Every line from the one containing "reflection on floor in the photo above." to the one containing "monitor in the photo above." in the records below, both included, must be set down exactly, and no other line.

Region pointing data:
-----
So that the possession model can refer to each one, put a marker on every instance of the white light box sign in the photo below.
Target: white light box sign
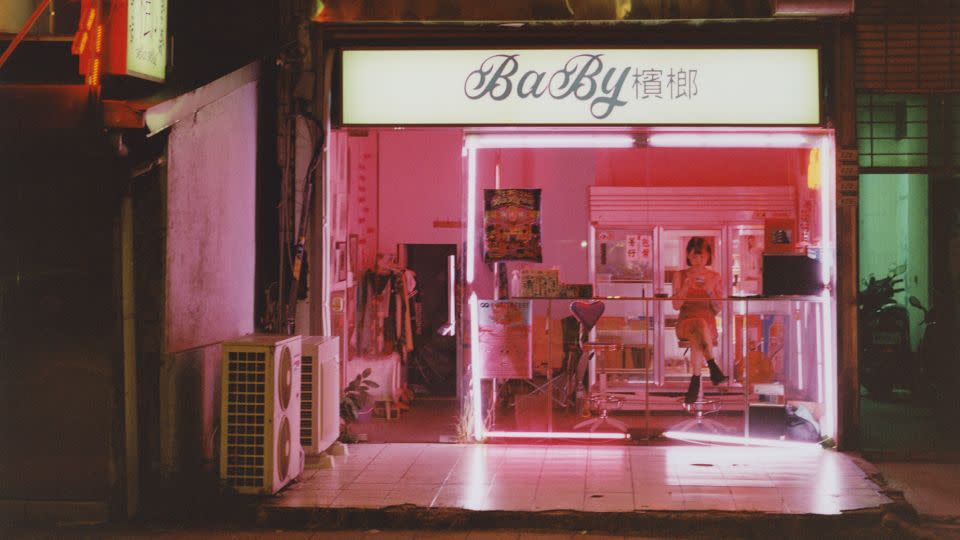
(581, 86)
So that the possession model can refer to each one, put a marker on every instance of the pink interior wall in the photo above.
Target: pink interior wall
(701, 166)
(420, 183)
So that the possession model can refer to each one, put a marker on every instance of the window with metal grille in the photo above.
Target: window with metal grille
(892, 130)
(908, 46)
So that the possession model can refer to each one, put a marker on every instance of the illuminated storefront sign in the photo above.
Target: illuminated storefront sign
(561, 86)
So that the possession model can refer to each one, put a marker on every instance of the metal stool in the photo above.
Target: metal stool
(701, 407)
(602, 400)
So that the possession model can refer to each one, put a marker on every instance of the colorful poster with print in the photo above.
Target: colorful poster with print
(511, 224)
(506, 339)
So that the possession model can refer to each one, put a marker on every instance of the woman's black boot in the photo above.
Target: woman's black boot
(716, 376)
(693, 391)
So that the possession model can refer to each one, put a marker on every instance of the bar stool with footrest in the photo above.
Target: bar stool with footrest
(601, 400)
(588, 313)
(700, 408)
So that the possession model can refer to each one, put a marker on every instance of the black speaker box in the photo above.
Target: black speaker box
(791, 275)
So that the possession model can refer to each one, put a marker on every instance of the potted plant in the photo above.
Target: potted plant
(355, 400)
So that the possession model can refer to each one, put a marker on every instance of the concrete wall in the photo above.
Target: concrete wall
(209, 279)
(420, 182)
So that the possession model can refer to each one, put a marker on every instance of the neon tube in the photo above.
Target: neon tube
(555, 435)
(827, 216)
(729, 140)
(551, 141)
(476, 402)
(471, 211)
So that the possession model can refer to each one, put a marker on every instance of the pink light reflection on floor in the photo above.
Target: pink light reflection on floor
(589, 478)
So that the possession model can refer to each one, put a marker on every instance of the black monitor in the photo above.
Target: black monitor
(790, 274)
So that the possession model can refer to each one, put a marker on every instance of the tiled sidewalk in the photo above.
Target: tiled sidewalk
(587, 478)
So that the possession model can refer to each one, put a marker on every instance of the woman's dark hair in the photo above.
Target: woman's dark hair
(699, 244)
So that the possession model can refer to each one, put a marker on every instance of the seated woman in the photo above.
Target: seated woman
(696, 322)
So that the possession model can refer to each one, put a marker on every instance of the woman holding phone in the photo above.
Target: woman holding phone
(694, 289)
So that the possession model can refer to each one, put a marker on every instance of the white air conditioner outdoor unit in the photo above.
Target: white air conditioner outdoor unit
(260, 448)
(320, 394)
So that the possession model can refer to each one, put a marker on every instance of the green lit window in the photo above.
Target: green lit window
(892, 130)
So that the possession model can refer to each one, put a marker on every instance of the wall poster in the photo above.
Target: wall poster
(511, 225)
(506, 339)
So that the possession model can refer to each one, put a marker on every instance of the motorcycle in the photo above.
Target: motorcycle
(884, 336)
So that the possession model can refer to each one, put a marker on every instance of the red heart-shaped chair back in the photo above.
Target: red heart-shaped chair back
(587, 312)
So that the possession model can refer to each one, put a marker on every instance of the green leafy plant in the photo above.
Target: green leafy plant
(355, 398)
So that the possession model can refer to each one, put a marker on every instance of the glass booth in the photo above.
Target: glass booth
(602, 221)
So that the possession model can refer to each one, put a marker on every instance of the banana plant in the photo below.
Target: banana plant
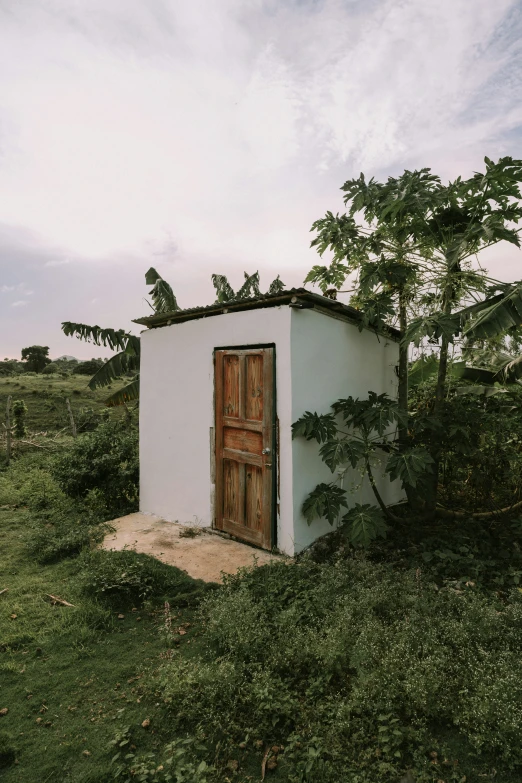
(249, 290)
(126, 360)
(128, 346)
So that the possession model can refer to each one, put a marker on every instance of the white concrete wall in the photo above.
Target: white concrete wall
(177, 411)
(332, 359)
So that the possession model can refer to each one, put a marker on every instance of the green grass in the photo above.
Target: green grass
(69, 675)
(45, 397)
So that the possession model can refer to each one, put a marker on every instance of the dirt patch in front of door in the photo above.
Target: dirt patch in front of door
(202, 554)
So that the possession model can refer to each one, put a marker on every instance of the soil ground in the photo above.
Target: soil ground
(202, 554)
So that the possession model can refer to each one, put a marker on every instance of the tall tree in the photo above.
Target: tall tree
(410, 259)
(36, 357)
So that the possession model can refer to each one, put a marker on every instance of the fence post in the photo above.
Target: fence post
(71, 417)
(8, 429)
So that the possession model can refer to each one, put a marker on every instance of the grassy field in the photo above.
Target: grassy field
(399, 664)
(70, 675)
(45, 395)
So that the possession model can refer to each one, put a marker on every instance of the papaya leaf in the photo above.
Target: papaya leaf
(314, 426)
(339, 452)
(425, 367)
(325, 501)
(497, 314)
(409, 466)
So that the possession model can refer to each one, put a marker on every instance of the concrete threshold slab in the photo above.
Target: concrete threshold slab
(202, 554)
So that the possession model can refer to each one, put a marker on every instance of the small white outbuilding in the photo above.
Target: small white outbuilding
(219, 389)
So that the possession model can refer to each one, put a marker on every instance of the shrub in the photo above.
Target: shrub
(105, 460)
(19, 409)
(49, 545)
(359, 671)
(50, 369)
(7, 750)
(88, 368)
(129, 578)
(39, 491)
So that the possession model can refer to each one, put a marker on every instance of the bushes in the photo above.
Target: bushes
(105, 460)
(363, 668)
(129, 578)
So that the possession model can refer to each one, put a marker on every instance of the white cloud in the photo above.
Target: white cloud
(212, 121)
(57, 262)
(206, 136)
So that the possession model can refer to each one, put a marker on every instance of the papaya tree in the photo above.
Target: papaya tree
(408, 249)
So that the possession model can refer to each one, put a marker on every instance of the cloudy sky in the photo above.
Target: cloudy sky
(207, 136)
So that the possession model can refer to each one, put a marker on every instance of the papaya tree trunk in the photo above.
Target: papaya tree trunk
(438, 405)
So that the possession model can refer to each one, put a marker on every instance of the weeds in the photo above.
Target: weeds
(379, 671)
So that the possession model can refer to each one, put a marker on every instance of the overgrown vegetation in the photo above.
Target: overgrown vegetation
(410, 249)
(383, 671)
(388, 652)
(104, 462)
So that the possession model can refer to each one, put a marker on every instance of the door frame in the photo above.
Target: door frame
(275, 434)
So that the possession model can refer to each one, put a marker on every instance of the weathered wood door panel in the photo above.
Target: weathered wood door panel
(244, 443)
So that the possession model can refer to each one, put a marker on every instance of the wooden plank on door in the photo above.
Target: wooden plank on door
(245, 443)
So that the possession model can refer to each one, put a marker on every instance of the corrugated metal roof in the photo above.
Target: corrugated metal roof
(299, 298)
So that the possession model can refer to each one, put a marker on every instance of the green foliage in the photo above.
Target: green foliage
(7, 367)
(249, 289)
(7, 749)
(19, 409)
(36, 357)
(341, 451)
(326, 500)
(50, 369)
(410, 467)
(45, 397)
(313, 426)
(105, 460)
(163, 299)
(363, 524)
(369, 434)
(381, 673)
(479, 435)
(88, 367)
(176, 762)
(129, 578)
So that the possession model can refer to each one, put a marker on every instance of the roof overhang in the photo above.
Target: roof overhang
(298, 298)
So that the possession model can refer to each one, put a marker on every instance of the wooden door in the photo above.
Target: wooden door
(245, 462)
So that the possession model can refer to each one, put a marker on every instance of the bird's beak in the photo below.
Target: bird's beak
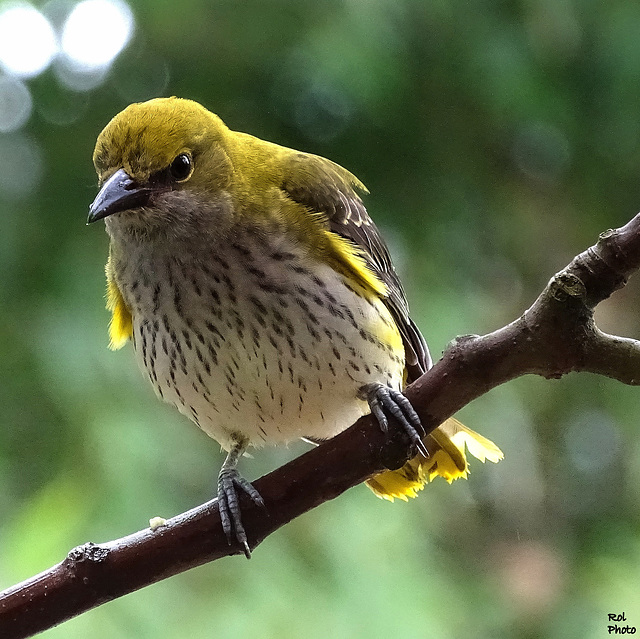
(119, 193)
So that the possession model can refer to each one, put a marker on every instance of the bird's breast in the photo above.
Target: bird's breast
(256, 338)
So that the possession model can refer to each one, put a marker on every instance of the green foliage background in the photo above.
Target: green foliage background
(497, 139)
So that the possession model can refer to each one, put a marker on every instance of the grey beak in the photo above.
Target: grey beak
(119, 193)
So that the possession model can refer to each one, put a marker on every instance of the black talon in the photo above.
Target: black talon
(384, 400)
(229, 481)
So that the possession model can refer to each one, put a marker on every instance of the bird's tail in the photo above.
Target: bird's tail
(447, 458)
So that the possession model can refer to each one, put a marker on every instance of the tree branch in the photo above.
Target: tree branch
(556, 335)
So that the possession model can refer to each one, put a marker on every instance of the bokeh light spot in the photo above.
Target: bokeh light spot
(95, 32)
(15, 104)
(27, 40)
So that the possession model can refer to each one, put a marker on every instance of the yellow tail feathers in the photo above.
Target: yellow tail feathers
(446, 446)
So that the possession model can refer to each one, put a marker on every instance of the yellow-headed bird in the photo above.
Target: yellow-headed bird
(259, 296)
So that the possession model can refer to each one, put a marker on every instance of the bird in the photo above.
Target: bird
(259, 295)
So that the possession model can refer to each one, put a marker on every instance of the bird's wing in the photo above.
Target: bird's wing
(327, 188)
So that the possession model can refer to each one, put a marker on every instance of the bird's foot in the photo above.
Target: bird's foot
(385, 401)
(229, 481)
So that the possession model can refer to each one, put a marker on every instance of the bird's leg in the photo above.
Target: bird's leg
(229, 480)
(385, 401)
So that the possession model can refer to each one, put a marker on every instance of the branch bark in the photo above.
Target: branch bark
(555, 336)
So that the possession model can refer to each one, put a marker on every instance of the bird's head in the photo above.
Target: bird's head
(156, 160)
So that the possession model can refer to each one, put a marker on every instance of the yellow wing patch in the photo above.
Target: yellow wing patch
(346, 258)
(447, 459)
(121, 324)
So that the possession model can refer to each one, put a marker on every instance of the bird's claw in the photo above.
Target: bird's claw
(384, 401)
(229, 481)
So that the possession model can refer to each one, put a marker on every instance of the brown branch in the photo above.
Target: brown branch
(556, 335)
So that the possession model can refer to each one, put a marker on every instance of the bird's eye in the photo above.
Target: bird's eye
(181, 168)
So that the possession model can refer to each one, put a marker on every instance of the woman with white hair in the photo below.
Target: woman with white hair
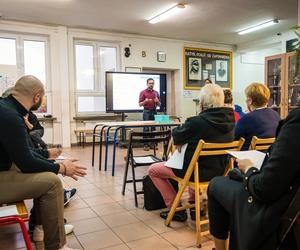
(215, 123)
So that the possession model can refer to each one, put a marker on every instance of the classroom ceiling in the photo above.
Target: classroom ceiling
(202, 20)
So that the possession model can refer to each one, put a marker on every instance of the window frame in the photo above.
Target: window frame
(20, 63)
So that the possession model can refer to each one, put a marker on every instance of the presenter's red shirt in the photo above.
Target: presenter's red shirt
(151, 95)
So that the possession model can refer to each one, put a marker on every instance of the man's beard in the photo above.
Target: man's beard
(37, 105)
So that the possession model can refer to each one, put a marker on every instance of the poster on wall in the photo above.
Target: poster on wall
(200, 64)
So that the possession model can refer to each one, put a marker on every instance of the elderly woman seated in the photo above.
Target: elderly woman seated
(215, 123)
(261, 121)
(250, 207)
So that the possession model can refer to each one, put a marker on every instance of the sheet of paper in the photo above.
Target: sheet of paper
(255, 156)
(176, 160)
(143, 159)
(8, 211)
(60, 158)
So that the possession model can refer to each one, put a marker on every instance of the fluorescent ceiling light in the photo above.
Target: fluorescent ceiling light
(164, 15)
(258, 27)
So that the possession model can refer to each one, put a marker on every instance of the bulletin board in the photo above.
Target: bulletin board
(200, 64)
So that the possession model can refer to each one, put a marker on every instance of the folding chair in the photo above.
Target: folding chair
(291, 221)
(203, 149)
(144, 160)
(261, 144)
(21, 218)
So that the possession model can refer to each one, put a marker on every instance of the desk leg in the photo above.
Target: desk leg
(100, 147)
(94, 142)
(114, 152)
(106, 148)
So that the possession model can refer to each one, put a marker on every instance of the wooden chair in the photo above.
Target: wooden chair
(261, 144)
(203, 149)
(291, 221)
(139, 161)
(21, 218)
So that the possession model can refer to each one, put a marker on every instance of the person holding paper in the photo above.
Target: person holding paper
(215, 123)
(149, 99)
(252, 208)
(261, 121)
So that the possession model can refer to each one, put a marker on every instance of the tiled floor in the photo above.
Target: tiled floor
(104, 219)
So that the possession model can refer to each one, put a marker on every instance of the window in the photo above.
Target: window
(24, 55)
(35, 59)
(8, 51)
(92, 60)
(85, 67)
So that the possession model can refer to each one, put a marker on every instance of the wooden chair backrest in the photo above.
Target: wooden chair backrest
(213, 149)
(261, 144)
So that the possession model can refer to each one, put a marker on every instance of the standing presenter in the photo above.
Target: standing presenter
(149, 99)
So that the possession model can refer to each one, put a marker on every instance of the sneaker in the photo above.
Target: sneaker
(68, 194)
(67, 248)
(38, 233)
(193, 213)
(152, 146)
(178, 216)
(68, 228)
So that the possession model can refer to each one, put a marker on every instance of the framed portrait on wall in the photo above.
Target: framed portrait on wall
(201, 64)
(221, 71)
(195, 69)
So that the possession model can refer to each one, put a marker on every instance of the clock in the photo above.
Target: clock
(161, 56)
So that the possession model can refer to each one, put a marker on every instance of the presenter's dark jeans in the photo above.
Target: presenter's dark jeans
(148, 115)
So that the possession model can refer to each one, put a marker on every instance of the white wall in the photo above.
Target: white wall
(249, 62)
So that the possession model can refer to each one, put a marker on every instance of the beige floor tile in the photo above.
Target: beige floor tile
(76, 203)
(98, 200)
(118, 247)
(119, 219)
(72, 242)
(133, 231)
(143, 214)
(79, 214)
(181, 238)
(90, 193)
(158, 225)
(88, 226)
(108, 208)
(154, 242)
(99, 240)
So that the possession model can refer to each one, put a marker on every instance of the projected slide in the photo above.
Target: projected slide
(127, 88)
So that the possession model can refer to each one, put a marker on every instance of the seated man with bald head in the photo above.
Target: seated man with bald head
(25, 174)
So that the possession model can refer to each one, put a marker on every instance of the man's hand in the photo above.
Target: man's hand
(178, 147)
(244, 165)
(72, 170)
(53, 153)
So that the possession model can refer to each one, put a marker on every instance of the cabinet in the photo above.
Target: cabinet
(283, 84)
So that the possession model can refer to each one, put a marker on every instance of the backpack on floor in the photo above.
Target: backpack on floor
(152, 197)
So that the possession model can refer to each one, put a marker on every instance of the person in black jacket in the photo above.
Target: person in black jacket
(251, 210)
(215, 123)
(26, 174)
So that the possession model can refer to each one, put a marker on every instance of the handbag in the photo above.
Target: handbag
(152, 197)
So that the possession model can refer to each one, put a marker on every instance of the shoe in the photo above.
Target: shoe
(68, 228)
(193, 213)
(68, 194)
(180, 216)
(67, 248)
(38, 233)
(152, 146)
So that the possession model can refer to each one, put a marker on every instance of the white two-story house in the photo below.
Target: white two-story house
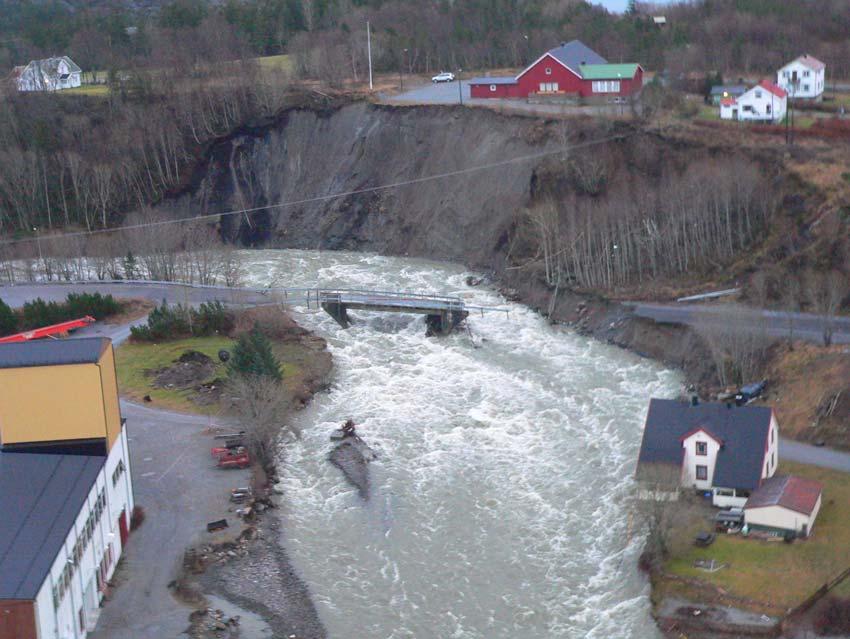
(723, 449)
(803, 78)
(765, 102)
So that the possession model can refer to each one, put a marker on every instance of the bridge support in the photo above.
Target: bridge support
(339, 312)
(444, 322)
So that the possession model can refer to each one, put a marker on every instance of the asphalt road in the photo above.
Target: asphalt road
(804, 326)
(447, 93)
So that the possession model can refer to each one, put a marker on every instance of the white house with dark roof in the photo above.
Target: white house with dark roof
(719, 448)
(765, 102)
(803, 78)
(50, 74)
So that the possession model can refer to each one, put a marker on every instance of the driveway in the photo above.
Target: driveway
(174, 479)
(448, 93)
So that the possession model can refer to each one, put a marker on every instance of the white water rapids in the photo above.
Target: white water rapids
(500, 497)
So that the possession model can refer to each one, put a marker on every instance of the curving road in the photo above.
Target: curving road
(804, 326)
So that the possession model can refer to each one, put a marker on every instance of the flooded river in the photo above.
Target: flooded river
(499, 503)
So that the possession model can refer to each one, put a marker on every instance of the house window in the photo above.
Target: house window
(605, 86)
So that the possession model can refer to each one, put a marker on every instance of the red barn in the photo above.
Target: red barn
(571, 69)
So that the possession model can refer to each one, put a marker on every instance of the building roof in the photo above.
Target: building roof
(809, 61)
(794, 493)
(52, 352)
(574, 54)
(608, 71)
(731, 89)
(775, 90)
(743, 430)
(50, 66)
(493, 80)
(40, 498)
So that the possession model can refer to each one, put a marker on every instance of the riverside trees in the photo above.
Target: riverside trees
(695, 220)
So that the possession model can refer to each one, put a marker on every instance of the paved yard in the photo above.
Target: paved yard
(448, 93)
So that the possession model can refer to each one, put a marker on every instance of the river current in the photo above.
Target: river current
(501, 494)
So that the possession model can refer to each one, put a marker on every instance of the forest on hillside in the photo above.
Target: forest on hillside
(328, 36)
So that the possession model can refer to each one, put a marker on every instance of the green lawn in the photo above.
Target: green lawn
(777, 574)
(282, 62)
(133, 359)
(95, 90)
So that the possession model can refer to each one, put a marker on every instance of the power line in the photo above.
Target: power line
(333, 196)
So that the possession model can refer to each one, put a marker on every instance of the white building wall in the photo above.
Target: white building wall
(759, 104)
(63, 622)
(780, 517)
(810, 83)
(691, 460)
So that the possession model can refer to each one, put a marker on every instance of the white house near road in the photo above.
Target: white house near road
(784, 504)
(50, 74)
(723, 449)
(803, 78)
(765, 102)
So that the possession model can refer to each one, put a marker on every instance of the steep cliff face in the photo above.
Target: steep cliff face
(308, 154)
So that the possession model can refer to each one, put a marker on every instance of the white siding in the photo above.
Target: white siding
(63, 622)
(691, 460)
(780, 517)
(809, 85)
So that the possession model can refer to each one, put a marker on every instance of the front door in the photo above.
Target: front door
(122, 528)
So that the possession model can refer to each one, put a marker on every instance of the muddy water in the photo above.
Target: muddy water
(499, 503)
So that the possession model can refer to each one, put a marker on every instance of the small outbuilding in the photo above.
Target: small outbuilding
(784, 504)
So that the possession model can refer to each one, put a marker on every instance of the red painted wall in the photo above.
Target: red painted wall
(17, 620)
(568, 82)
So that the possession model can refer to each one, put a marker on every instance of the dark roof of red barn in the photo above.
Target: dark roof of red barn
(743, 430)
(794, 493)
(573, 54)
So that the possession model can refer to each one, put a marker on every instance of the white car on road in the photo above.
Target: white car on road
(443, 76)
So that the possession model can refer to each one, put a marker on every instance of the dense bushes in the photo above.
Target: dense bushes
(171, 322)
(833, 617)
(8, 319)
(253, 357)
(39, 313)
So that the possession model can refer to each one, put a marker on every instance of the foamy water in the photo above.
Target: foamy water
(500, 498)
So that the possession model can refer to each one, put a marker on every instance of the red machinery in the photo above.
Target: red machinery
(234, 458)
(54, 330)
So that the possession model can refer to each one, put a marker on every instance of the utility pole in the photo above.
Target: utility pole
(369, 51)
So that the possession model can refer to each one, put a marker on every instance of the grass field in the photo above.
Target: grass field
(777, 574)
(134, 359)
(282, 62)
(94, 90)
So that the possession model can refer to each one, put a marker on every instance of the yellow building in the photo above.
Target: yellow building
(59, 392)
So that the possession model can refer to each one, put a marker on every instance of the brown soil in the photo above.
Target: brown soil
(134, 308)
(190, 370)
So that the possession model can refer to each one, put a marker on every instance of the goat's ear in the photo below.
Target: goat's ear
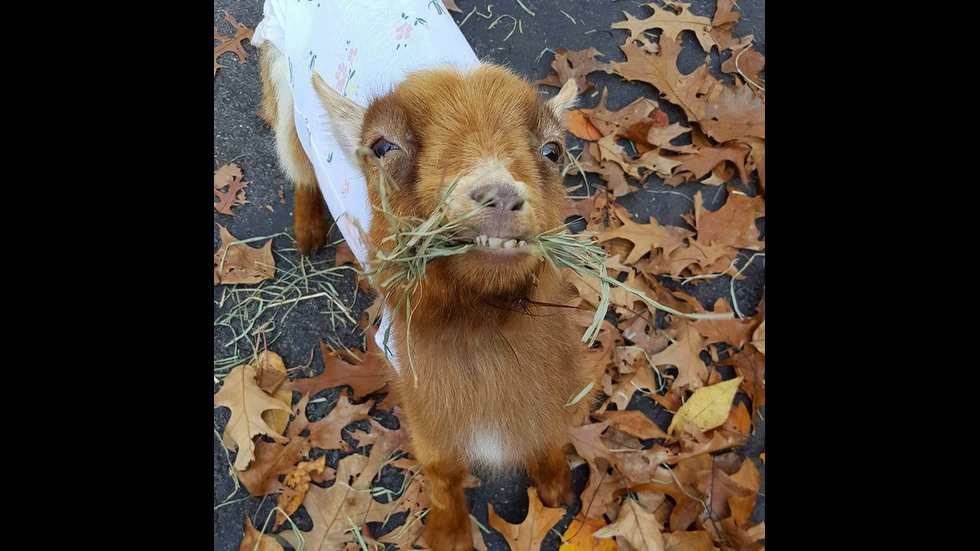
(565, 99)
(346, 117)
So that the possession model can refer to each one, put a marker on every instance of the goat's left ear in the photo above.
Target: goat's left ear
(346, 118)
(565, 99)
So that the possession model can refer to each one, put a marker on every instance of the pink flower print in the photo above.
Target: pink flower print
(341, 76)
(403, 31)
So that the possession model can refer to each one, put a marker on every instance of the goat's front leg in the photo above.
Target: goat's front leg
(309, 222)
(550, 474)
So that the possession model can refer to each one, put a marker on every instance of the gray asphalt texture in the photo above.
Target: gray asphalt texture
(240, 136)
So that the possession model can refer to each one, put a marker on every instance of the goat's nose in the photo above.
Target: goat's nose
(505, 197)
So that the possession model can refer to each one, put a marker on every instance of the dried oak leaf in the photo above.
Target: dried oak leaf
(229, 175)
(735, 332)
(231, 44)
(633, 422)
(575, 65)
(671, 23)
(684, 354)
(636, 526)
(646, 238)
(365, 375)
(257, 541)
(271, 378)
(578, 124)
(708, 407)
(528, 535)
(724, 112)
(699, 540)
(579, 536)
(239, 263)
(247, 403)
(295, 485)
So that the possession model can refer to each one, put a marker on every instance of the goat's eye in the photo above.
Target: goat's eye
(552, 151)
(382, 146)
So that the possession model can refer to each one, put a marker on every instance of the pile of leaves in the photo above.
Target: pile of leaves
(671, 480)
-----
PROBLEM SOLUTION -
So that the possession model can refer to each one, put a marker on every instance of the pink light reflection on floor in the photo above.
Target: pink light reflection on floor
(589, 478)
So that the possession model can refer to each one, put a marker on every instance of the black monitor in the photo above.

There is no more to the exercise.